-- start ENTRIES PROVIDED --

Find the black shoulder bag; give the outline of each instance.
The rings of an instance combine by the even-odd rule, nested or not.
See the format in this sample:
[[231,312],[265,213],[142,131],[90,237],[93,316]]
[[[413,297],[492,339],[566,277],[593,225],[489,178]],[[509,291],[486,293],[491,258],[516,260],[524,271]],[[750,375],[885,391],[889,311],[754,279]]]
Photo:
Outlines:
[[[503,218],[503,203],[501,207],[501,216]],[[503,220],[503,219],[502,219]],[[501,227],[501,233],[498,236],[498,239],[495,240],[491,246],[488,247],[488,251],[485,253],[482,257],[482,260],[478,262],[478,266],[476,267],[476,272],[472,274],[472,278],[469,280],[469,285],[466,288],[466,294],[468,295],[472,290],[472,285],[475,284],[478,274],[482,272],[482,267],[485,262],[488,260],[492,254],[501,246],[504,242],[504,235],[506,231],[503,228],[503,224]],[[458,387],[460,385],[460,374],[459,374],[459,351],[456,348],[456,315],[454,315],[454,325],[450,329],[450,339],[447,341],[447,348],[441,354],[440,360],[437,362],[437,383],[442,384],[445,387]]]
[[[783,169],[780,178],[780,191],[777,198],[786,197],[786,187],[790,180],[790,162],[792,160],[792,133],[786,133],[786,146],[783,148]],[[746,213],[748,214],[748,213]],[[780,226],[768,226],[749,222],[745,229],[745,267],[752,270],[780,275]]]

-- end ENTRIES PROVIDED --
-- start ENTRIES PROVIDED --

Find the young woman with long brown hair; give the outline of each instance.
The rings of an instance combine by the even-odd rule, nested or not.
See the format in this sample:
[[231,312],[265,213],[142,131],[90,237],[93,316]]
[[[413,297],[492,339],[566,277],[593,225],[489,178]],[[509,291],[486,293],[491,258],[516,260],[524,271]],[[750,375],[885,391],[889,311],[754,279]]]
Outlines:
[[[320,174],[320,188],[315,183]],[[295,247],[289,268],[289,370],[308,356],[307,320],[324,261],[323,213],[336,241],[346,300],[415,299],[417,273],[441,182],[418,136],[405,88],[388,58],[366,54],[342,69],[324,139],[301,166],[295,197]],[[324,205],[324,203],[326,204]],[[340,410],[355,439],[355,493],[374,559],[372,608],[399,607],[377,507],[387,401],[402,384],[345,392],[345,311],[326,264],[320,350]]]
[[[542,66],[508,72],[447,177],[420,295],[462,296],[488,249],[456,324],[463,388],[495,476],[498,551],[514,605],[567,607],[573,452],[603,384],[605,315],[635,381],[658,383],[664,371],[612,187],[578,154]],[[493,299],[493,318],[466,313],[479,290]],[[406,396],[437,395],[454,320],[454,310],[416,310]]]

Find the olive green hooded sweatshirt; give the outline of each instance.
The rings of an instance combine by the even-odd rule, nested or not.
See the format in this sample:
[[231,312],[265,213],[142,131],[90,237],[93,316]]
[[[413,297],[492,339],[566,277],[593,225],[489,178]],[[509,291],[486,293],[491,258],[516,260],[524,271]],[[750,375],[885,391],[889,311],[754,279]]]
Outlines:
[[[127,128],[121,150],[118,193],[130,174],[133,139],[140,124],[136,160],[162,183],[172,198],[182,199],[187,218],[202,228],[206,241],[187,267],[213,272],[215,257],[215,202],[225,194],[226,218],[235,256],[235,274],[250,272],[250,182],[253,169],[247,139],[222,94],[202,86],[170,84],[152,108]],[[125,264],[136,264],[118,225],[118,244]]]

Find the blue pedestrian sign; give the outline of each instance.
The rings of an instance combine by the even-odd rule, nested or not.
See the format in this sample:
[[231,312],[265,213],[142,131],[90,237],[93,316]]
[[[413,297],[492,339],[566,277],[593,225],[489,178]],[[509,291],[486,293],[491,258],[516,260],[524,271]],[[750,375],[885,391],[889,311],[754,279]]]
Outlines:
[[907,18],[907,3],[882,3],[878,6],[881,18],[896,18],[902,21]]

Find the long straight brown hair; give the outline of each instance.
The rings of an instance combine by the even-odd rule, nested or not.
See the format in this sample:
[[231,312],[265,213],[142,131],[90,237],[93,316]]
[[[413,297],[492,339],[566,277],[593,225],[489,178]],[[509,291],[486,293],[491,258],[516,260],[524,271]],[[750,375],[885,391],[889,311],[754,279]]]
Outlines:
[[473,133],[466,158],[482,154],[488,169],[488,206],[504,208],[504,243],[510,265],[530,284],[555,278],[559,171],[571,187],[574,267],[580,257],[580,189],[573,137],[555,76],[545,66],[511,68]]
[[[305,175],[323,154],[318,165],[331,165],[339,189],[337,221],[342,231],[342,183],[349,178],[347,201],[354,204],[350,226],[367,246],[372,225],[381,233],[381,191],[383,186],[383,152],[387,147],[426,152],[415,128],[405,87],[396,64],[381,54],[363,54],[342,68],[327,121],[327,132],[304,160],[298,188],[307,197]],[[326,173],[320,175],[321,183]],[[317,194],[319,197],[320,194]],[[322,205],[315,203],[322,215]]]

-- end ENTRIES PROVIDED --
-- start ENTRIES PROVIDED --

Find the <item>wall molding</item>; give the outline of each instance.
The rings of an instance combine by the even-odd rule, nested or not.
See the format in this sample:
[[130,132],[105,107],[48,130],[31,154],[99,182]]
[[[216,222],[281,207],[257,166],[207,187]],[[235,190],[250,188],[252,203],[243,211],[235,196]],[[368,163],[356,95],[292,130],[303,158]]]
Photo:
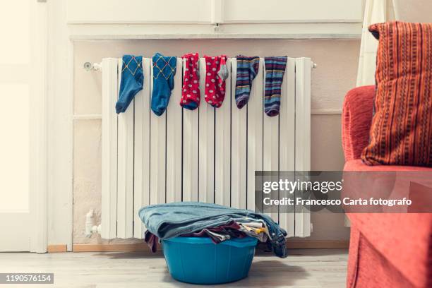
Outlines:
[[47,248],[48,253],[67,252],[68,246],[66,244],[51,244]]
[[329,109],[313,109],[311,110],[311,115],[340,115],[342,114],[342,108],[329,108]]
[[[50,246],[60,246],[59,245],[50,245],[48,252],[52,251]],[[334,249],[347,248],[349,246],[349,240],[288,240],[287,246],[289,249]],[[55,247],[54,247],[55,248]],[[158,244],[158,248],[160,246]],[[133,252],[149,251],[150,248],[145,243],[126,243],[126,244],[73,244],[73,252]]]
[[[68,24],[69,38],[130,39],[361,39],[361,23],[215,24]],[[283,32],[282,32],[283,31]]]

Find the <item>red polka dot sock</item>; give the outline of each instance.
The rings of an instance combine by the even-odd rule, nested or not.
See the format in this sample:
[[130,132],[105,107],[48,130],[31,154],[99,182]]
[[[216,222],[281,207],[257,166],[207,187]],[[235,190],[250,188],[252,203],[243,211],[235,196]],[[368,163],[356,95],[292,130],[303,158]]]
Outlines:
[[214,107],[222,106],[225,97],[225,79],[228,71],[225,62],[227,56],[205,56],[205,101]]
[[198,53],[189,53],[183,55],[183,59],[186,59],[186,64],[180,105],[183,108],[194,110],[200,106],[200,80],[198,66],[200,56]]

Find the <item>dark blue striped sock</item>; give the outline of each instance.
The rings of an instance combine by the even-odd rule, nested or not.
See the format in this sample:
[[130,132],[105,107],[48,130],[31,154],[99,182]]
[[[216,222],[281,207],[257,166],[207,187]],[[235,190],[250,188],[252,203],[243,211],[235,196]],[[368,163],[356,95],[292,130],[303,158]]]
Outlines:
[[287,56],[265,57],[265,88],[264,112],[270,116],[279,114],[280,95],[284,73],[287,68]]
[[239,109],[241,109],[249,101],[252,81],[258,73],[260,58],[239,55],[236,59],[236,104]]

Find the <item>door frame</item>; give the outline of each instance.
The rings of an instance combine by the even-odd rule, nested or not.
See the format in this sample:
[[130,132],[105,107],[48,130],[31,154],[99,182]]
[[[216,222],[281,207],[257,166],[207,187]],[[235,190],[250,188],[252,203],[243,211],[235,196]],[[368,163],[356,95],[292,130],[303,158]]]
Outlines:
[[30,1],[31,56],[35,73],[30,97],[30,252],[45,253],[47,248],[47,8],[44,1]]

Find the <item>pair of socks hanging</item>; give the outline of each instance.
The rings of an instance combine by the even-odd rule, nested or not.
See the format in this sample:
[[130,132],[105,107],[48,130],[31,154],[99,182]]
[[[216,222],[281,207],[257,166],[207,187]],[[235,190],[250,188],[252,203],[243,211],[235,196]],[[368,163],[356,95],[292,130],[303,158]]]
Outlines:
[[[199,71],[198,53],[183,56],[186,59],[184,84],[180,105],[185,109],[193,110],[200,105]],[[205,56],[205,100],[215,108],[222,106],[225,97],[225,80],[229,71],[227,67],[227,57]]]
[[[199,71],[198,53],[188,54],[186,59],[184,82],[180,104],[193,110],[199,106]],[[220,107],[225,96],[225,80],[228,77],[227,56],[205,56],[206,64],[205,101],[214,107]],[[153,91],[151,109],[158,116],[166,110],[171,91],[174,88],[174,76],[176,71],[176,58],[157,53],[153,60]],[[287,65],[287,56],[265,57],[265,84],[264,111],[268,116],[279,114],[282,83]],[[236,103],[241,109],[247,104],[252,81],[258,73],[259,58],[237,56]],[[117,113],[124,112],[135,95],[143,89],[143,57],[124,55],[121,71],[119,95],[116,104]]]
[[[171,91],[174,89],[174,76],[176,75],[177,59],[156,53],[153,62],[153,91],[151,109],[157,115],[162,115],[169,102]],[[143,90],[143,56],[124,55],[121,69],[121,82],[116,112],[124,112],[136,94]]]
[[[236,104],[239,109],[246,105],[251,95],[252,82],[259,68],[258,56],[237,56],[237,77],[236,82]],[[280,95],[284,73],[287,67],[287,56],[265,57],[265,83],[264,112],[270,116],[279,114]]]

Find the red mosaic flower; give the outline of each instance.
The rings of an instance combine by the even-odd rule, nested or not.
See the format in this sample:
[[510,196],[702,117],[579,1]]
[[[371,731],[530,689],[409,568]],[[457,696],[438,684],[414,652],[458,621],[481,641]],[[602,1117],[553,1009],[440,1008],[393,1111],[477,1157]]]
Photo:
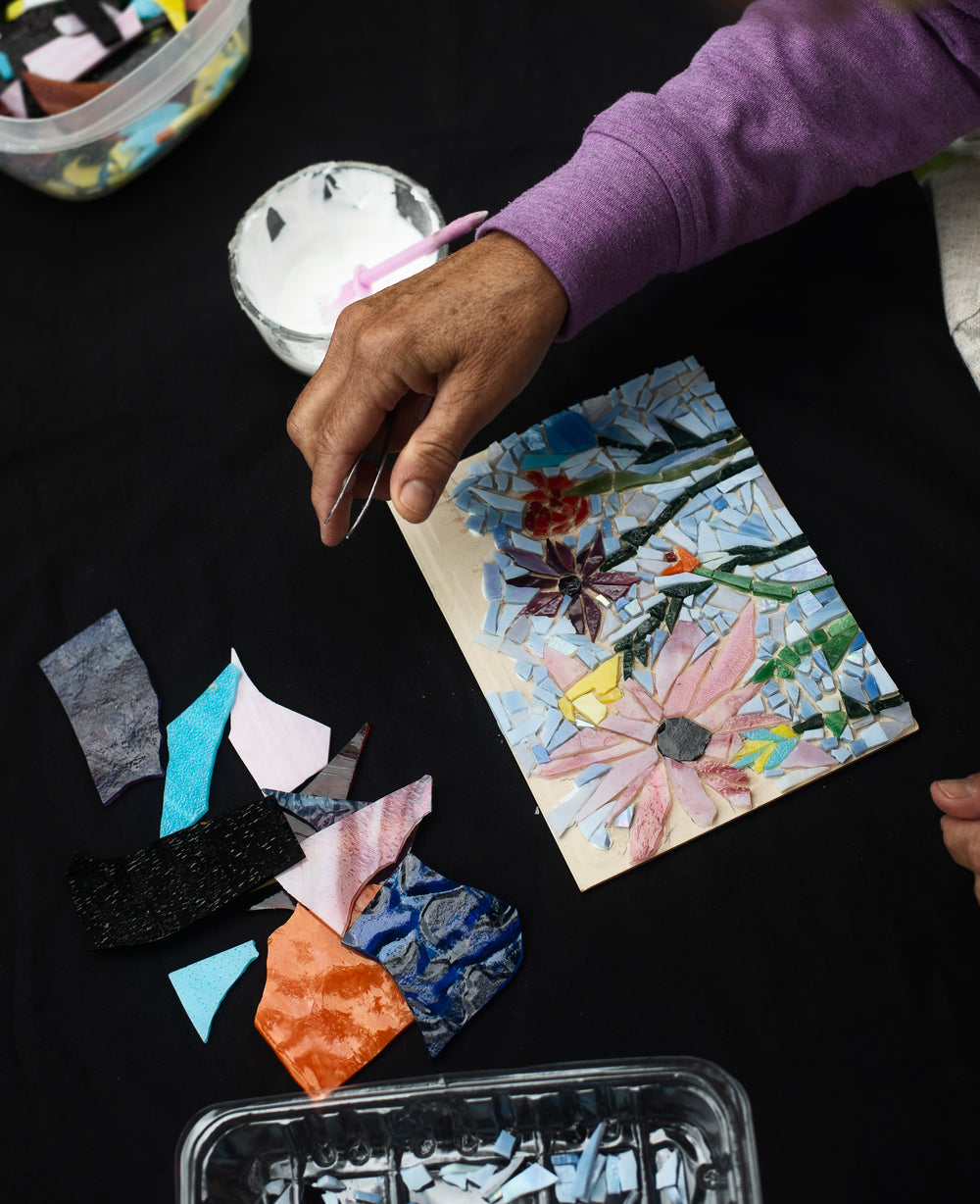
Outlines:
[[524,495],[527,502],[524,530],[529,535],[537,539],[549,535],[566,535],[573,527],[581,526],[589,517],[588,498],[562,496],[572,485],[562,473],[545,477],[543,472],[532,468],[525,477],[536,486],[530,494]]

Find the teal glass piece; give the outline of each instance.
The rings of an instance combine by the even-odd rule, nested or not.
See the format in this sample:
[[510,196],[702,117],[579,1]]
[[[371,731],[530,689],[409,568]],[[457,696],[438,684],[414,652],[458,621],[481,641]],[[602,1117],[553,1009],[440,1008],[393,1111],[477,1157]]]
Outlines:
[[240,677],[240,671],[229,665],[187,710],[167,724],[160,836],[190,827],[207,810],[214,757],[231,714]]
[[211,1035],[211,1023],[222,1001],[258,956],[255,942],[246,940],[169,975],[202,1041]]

-- end ENTRIES PROVIDED --

Copy the items between the lines holding "Find the young" and "[[907,18],[907,3],[882,3],[878,6],[881,18],[896,18],[902,21]]", inclusive, leaving the requests and format samples unchanged. Multiply every coordinate in the answer outlines by 0.2 and round each result to a whole number, with halves rounded up.

Find the young woman with long brown hair; give the outline of each instance.
The rings of an instance combine by the even-odd rule, nested or not.
See the format in this sample:
[[231,312],[265,213],[142,131],[90,237],[93,316]]
[[[413,297],[492,339],[566,277],[593,225],[489,178]],[[509,291],[486,293],[491,258],[516,260],[524,271]],[[750,375],[885,391],[889,311],[754,279]]]
Outlines:
[[[64,35],[64,38],[63,37]],[[59,49],[58,54],[58,74],[62,71],[61,64],[65,52],[65,43],[67,48],[69,60],[83,60],[83,55],[88,36],[84,27],[81,18],[78,12],[73,11],[68,14],[65,28],[60,33],[59,39]],[[65,41],[65,41],[65,41]],[[68,82],[71,88],[71,99],[75,112],[74,122],[80,121],[75,101],[77,80],[80,77],[69,78],[69,62],[65,53],[64,70]]]
[[[108,13],[102,14],[89,35],[84,59],[92,59],[98,50],[91,65],[93,78],[99,95],[100,110],[103,121],[113,121],[115,90],[121,77],[121,63],[127,76],[132,77],[133,74],[122,37],[116,31]],[[99,60],[99,64],[93,63],[96,58]],[[81,79],[87,79],[91,64],[91,62],[83,62]]]

Find the olive green hooded sweatshirt; give the outline of each instance.
The rings of an instance combine by the even-odd rule, nested or not.
See the format in this sample:
[[231,312],[265,213],[142,131],[90,237],[93,316]]
[[[413,297],[492,339],[566,277],[593,225],[489,178]],[[509,291],[486,293],[491,258],[516,260],[524,271]],[[750,375],[885,391],[889,311],[754,279]]]
Outlines:
[[[25,26],[24,30],[24,39],[26,35],[27,28],[28,25],[27,32],[32,37],[34,40],[36,40],[37,44],[40,46],[41,48],[37,53],[43,54],[43,51],[43,40],[45,39],[45,44],[47,51],[47,55],[50,54],[50,36],[51,34],[49,28],[44,19],[40,17],[34,17],[30,22]],[[25,53],[27,53],[24,45],[24,49]]]

Find the blue pedestrian sign; give the outline of each instance.
The rings of an instance combine by the even-odd rule, nested or not.
See the format in this sample:
[[231,312],[265,213],[142,131],[90,237],[93,316]]
[[[413,297],[492,339],[566,277],[593,225],[489,178]],[[509,291],[486,293],[491,258],[516,260],[524,271]],[[750,375],[885,391],[889,311],[754,279]]]
Outlines:
[[181,4],[181,1],[176,1],[176,1],[176,4],[179,4],[180,4]]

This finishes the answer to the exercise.